**Referring expression data**.

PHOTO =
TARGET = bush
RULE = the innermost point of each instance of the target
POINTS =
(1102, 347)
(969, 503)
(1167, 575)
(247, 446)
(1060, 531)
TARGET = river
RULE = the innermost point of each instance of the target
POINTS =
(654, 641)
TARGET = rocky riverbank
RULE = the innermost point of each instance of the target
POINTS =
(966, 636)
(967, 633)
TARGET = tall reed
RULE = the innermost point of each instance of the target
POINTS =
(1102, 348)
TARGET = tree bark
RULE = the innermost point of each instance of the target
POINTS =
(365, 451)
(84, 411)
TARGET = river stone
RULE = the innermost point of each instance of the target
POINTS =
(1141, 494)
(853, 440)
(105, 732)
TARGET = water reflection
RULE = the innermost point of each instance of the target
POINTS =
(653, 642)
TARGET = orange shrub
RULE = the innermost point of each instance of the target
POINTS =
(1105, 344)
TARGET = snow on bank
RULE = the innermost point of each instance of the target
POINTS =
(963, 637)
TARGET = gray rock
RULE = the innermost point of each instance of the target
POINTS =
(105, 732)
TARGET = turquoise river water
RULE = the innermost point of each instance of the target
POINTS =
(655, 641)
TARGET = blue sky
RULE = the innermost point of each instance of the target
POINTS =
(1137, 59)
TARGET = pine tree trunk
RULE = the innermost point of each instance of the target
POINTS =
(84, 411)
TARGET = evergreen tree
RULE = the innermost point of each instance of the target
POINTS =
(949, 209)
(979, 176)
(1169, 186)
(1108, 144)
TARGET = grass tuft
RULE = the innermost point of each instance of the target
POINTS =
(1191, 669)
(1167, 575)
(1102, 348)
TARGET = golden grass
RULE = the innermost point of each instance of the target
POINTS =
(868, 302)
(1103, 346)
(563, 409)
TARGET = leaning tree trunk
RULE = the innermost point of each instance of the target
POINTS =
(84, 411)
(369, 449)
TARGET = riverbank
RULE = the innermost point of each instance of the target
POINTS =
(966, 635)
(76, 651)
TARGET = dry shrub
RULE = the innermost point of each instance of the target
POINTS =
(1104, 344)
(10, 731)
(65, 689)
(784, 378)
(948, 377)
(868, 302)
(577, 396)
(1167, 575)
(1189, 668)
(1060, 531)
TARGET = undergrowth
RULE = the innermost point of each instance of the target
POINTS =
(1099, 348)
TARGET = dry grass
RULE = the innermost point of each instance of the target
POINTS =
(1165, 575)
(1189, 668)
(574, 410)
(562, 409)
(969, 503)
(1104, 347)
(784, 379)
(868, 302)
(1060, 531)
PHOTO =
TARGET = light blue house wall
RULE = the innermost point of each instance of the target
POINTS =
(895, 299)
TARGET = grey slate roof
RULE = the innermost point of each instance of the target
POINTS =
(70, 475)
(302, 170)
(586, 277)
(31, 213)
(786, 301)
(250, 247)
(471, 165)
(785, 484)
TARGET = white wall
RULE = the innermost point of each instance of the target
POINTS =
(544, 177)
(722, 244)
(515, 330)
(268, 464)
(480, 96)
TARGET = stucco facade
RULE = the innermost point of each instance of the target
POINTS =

**Exercise brief**. Copy each line above that has the word "blue".

**Solution for this problem**.
TARGET = blue sky
TARGET = light blue house wall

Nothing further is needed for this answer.